The required output consists solely of the lines from the line containing "Check that each instance of the blue" through the end of the records, copied exactly.

- - - - -

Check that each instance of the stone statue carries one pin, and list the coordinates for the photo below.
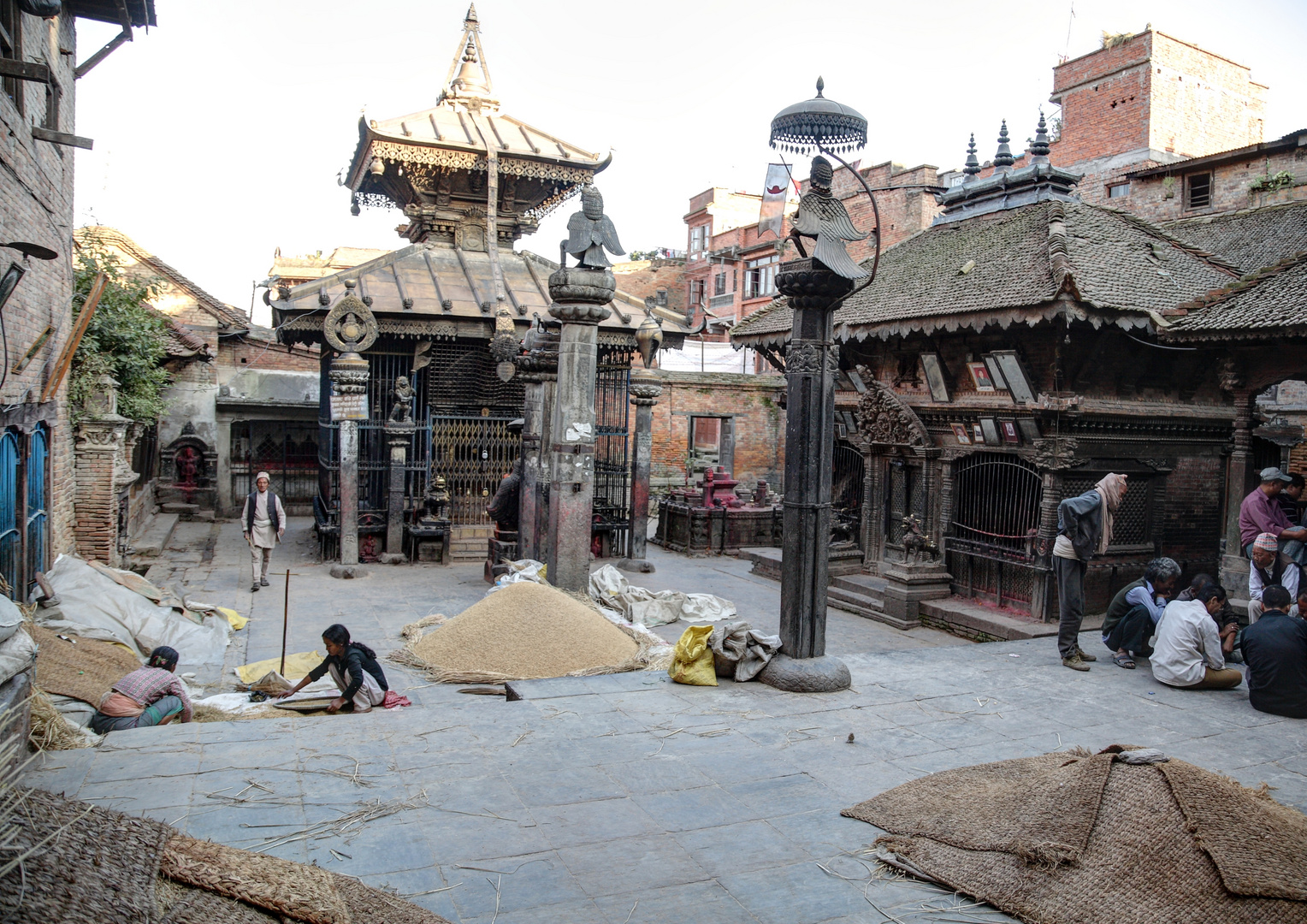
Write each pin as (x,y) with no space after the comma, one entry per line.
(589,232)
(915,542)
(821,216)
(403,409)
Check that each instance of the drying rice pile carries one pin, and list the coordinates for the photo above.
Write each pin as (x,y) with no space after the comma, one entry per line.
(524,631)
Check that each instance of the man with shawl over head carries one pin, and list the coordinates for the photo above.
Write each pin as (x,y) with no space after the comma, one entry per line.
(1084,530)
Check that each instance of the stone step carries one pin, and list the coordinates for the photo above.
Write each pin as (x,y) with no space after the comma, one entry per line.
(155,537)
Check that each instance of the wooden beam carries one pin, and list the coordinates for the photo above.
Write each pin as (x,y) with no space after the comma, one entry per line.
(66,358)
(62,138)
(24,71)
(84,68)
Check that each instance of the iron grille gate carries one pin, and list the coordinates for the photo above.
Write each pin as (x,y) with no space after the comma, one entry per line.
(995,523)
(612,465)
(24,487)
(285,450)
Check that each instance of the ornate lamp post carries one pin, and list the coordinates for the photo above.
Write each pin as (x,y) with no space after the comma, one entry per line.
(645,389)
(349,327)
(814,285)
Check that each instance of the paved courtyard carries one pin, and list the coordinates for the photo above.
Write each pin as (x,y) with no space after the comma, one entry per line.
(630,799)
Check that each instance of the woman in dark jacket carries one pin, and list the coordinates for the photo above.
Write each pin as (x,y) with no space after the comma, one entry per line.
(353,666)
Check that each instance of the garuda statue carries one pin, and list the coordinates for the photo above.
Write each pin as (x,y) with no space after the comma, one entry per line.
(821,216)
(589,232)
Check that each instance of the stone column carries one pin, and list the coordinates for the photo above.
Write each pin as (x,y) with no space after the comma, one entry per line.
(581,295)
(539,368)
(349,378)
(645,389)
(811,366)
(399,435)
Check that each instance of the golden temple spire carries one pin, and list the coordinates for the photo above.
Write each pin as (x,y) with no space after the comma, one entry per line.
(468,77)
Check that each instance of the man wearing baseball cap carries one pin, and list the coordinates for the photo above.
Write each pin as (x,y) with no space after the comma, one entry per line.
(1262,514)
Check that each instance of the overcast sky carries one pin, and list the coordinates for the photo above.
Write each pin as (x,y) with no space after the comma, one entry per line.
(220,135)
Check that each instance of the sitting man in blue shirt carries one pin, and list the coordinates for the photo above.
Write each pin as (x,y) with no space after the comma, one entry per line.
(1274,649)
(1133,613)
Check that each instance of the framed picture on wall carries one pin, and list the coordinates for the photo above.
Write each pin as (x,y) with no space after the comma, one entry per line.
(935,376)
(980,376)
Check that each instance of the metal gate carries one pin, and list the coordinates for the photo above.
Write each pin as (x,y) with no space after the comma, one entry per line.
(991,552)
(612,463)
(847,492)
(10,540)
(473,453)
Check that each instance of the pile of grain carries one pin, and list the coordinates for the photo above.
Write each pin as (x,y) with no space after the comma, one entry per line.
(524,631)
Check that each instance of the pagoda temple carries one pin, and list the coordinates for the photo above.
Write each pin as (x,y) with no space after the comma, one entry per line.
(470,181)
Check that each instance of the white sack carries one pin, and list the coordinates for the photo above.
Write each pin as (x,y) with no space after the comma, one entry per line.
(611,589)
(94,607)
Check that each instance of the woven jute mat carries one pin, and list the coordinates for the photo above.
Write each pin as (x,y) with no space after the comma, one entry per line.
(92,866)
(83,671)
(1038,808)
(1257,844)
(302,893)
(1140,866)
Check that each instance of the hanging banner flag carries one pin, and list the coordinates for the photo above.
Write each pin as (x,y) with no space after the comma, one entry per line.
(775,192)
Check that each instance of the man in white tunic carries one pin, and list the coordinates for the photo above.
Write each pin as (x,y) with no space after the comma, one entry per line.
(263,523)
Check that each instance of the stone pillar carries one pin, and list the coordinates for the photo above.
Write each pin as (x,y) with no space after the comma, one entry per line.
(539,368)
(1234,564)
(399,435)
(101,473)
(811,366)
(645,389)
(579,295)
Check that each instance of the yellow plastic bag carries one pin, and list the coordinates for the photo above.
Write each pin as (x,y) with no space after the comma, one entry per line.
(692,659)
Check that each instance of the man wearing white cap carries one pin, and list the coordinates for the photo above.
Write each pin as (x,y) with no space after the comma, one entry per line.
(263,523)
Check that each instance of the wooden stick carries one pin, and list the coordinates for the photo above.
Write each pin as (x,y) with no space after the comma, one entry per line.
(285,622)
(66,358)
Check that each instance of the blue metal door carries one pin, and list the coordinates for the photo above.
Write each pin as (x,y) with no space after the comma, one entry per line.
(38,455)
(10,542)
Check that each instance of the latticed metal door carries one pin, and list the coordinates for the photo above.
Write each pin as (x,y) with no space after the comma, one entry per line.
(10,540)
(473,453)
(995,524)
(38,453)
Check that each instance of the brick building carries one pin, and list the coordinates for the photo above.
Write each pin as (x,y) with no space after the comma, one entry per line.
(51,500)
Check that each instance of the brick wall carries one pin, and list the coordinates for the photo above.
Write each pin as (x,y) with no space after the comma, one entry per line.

- - - - -

* _Written answer_:
Check that each instance of the blue metal door carries one pin, and list the coordinates for the photo above.
Write each pin as (x,y) with no space after the comma, one entry per line.
(38,455)
(10,542)
Check that each instance of the latticed metal door carries one pin, and list the coordinates for the photo above.
Write each pin as (x,y) with no space after the comma, one entry per line.
(10,540)
(473,453)
(995,524)
(38,453)
Check that each instance of the brick building carries one pin, and list the coordinates for the photo above.
Write each pin as (x,y) with no space after the comma, one entry per line.
(51,500)
Check that each instance of the brick wall carries one pin, and list the coordinates for the photo above.
Write each pin as (x,y) with no space after the comma, one entry per line.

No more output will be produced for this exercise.